- WORK ITEM
Exactly as written, reproduce the lines from the beginning of the data through the line containing "Q: Provide one point on every instance of the tall"; the pictures are not reproduced.

- DATASET RECORDS
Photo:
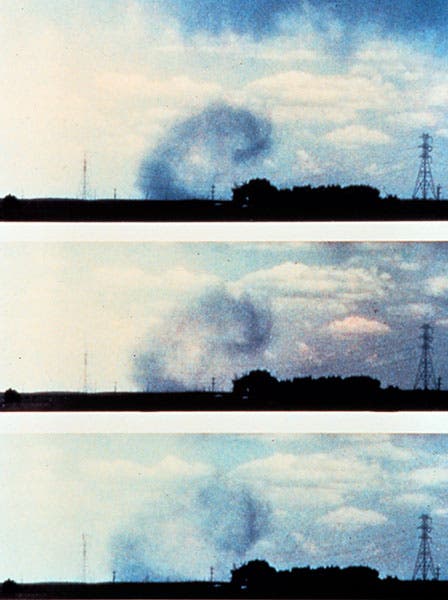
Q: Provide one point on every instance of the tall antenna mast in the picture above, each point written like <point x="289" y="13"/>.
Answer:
<point x="84" y="558"/>
<point x="425" y="183"/>
<point x="424" y="562"/>
<point x="85" y="386"/>
<point x="84" y="177"/>
<point x="425" y="378"/>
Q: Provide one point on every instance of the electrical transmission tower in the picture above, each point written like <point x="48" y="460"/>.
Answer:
<point x="425" y="378"/>
<point x="424" y="185"/>
<point x="424" y="563"/>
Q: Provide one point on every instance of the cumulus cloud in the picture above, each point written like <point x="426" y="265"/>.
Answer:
<point x="171" y="467"/>
<point x="351" y="518"/>
<point x="355" y="325"/>
<point x="318" y="469"/>
<point x="292" y="279"/>
<point x="437" y="286"/>
<point x="357" y="135"/>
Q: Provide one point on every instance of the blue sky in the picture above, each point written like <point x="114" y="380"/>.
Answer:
<point x="163" y="506"/>
<point x="171" y="315"/>
<point x="346" y="87"/>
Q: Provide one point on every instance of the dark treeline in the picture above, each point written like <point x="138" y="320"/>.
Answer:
<point x="255" y="579"/>
<point x="256" y="199"/>
<point x="258" y="390"/>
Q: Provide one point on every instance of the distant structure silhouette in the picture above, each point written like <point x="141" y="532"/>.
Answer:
<point x="424" y="186"/>
<point x="84" y="558"/>
<point x="84" y="178"/>
<point x="85" y="378"/>
<point x="424" y="563"/>
<point x="425" y="378"/>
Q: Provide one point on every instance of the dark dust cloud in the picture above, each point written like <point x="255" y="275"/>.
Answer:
<point x="216" y="146"/>
<point x="211" y="522"/>
<point x="213" y="333"/>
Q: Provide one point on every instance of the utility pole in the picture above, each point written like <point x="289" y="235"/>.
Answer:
<point x="424" y="563"/>
<point x="424" y="185"/>
<point x="425" y="378"/>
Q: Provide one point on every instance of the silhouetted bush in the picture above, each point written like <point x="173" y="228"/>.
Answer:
<point x="9" y="588"/>
<point x="11" y="396"/>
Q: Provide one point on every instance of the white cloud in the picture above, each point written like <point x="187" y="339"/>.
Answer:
<point x="170" y="468"/>
<point x="351" y="518"/>
<point x="318" y="469"/>
<point x="437" y="286"/>
<point x="357" y="135"/>
<point x="429" y="476"/>
<point x="414" y="499"/>
<point x="354" y="325"/>
<point x="298" y="279"/>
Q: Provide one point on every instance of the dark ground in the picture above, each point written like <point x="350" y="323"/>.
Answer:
<point x="205" y="210"/>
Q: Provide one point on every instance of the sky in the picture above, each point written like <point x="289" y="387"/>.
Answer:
<point x="168" y="507"/>
<point x="161" y="316"/>
<point x="167" y="99"/>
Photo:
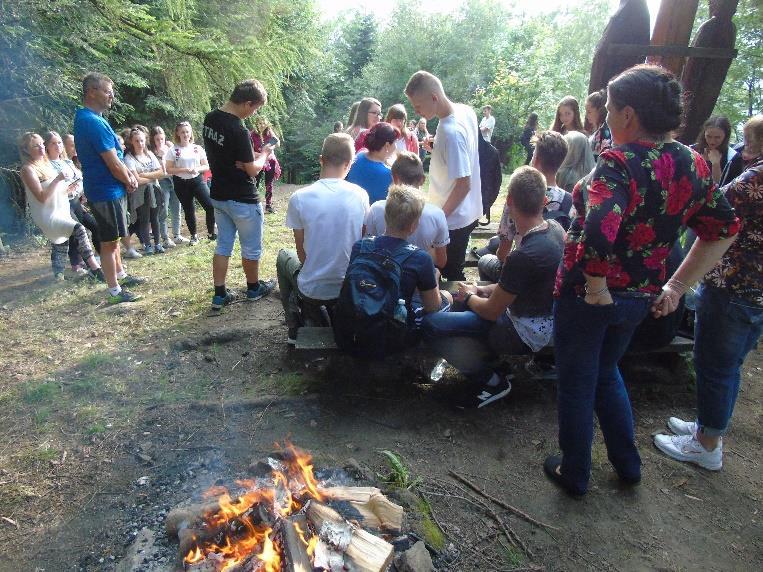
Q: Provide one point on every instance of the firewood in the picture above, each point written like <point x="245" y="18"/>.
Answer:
<point x="368" y="553"/>
<point x="295" y="551"/>
<point x="376" y="510"/>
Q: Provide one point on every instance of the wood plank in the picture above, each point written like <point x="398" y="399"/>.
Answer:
<point x="683" y="51"/>
<point x="673" y="28"/>
<point x="315" y="338"/>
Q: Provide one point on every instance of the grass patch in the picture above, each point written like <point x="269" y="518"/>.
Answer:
<point x="399" y="475"/>
<point x="36" y="392"/>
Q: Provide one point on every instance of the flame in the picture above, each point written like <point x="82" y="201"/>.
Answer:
<point x="240" y="539"/>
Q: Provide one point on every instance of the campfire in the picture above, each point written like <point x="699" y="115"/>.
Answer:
<point x="286" y="520"/>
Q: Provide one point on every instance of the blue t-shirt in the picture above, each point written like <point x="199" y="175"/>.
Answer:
<point x="373" y="176"/>
<point x="418" y="269"/>
<point x="93" y="135"/>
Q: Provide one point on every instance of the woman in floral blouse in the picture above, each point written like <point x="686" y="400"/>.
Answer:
<point x="729" y="319"/>
<point x="629" y="214"/>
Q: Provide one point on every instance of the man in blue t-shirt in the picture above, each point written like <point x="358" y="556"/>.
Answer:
<point x="105" y="180"/>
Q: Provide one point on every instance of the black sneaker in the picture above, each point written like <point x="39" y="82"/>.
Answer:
<point x="484" y="394"/>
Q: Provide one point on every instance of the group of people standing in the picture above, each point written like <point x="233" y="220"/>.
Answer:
<point x="587" y="289"/>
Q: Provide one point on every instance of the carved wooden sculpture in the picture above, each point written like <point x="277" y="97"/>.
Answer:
<point x="673" y="28"/>
<point x="628" y="25"/>
<point x="702" y="77"/>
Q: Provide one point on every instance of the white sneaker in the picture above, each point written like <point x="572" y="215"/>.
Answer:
<point x="681" y="427"/>
<point x="688" y="449"/>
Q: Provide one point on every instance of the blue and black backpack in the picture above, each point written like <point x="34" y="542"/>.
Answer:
<point x="364" y="316"/>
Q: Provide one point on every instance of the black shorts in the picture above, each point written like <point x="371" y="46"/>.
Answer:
<point x="111" y="217"/>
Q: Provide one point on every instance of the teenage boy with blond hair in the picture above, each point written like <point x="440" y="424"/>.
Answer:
<point x="454" y="171"/>
<point x="431" y="235"/>
<point x="327" y="219"/>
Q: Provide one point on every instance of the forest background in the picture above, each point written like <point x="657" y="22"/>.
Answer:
<point x="177" y="59"/>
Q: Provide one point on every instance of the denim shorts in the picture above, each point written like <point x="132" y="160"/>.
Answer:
<point x="244" y="218"/>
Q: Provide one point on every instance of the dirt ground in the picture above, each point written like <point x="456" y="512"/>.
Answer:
<point x="200" y="397"/>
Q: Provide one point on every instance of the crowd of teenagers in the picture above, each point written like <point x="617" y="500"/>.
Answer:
<point x="604" y="232"/>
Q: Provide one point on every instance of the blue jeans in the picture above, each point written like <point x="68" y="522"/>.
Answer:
<point x="588" y="343"/>
<point x="471" y="344"/>
<point x="725" y="331"/>
<point x="243" y="218"/>
<point x="171" y="204"/>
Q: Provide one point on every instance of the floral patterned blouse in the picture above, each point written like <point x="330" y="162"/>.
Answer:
<point x="630" y="211"/>
<point x="741" y="268"/>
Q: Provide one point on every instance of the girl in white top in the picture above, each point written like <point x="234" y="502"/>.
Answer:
<point x="147" y="199"/>
<point x="55" y="147"/>
<point x="186" y="162"/>
<point x="46" y="195"/>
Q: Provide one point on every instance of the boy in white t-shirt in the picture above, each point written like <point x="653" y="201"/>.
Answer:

- SOLUTION FOR THIS EXERCISE
Photo:
Q: Provide one point on every instance of the tall antenna mast in the picture above, each point written like <point x="289" y="13"/>.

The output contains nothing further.